* **Text provided**
.....

Glenn Howard won the title that year, beating Martin in the final. Gushue limped to a 2-3 record.
The common denominator in 2006 and ’08?
No Gushue in the playoffs.
Don’t kid yourself. St. John’s isn’t a curling town. It’s a Gushue town, Newfoundland and Labrador a Gushue province.
There are but two curling clubs in St. John’s, and only eight or 10 in the province (and it would be a stretch to call most of them curling ‘clubs’).
Winnipeg, on the other hand, has over a dozen in the city alone.
For years, only four or five teams were entering the provincial Scotties and Tankard playdowns.
No, this definitely isn’t a curling province.
But the locals love all-world Team Gushue, and why wouldn’t they? And because we don’t have a lot of pro athletes (we’ll call curling professional because it is, in essence, semi-pro), when they do get a chance to watch Gushue play at home, folks flock to the rink.
Last week’s Boost National in C.B.S. was the second Slam event held in the province since 2015, when Paradise played host to the Tour Challenge. And that was the first Grand Slam of Curling event since that ’08 Players Championship.
The recent National was a great success. The stands were full (when Gushue was playing), local organizers did a bang-up job, and the curlers loved the facility and ice (though many privately grumbled it was off the beaten path, from their downtown St. John’s hotel and the surrounding bars and restaurants).

.....

[Point annotations for photos]

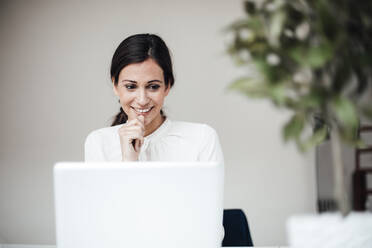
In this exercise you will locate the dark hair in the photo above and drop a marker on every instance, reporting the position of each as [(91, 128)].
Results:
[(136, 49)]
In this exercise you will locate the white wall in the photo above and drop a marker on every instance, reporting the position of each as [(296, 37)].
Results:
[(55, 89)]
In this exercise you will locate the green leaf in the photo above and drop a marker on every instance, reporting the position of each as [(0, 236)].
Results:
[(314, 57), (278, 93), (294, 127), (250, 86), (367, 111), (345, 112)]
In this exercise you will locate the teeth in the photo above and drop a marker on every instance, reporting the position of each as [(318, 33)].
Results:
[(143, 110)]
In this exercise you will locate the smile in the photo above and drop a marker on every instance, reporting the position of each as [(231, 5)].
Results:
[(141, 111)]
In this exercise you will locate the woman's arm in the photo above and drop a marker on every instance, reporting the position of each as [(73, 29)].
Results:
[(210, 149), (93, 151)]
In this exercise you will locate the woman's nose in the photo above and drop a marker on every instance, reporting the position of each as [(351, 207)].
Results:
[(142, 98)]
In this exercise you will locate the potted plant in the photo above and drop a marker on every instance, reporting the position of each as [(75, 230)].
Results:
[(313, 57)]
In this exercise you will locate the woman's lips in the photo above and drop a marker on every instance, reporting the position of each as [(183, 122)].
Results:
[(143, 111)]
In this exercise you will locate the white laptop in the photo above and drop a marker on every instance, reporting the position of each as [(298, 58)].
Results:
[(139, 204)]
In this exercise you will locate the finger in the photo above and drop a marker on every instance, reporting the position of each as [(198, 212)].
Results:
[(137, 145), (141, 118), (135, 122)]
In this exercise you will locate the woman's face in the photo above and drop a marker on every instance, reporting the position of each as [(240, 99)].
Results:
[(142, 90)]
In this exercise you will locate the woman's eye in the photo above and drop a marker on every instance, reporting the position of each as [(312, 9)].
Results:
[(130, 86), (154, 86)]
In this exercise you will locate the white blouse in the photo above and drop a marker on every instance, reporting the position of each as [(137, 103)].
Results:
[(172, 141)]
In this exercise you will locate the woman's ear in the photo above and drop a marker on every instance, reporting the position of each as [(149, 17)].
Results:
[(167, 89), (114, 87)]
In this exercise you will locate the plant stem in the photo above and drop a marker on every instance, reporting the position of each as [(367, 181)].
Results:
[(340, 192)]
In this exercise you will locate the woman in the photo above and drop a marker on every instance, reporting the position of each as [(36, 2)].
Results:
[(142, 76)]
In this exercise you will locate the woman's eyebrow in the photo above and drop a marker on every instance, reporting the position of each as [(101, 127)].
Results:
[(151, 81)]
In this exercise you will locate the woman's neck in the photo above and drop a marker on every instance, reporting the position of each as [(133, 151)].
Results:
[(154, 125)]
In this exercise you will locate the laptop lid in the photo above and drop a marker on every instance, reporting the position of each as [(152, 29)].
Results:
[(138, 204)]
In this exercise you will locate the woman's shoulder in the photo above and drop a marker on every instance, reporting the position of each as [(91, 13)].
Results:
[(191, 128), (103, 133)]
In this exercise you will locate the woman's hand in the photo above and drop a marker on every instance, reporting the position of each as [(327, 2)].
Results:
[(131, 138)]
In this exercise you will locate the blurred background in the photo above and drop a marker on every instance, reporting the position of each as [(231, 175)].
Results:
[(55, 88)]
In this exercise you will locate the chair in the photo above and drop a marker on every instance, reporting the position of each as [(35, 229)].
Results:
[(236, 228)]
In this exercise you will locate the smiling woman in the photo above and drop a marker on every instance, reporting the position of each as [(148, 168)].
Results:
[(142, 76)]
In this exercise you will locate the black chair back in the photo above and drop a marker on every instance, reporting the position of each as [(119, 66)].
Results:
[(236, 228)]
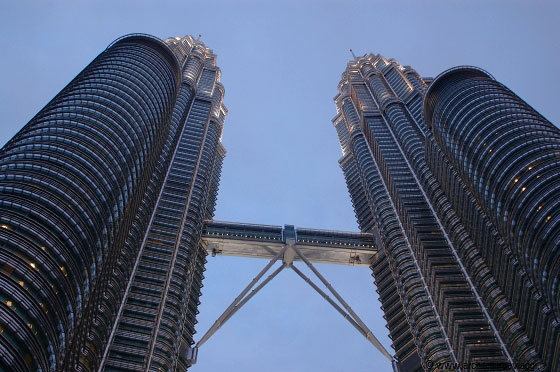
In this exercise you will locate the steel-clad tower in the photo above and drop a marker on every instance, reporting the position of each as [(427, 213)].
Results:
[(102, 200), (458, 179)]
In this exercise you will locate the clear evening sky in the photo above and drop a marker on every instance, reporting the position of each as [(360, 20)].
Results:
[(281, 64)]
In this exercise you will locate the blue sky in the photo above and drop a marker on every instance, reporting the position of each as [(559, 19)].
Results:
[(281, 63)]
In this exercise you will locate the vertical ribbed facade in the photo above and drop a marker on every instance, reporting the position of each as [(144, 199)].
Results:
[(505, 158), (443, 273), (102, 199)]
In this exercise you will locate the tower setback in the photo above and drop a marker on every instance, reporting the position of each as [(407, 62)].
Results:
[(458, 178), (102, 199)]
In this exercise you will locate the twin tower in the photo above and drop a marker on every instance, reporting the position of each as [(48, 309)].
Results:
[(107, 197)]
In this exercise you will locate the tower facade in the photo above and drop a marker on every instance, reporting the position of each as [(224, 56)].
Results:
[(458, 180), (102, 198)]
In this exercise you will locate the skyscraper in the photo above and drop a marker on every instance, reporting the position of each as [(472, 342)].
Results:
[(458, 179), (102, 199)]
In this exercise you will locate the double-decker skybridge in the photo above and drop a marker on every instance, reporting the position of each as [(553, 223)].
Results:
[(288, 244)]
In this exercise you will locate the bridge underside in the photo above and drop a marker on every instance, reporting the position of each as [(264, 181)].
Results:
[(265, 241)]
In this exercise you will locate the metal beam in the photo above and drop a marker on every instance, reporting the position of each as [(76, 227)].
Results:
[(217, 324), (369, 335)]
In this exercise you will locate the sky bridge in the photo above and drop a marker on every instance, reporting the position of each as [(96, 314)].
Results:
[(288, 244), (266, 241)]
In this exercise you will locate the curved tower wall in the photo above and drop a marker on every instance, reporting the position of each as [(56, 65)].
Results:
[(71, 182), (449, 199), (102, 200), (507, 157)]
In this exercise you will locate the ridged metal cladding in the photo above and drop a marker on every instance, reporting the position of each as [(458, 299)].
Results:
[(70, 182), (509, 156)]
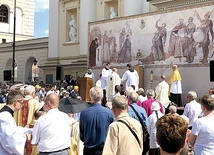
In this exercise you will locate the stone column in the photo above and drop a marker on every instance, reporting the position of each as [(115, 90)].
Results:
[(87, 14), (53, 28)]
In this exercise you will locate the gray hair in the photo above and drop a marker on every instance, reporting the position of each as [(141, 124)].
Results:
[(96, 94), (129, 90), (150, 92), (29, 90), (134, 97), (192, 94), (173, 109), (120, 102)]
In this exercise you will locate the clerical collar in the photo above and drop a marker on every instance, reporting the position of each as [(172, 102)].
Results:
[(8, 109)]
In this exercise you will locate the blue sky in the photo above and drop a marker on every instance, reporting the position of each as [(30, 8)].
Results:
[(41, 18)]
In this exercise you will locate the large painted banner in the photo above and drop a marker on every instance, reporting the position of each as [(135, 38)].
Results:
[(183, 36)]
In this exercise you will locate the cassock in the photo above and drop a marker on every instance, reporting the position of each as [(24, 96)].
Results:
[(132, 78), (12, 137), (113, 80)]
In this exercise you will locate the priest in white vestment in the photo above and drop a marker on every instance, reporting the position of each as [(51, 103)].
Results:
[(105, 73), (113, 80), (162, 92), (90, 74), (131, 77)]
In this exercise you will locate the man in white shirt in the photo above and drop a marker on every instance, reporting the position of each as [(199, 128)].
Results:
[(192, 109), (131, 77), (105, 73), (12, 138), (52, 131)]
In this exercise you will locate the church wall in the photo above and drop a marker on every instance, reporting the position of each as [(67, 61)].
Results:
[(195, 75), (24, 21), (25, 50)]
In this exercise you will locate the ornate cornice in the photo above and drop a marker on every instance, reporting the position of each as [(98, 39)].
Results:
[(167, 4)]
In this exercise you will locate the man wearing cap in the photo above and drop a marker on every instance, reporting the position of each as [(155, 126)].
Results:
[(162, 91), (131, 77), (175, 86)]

.....

* **Set of tasks**
• A. According to the curling article, how many curling clubs are there in St. John's?
• B. From the curling article, copy out word for word the passage starting at "Winnipeg, on the" and ending at "that ’08 Players Championship.".

* **Exercise answers**
• A. Two.

• B.
Winnipeg, on the other hand, has over a dozen in the city alone.
For years, only four or five teams were entering the provincial Scotties and Tankard playdowns.
No, this definitely isn’t a curling province.
But the locals love all-world Team Gushue, and why wouldn’t they? And because we don’t have a lot of pro athletes (we’ll call curling professional because it is, in essence, semi-pro), when they do get a chance to watch Gushue play at home, folks flock to the rink.
Last week’s Boost National in C.B.S. was the second Slam event held in the province since 2015, when Paradise played host to the Tour Challenge. And that was the first Grand Slam of Curling event since that ’08 Players Championship.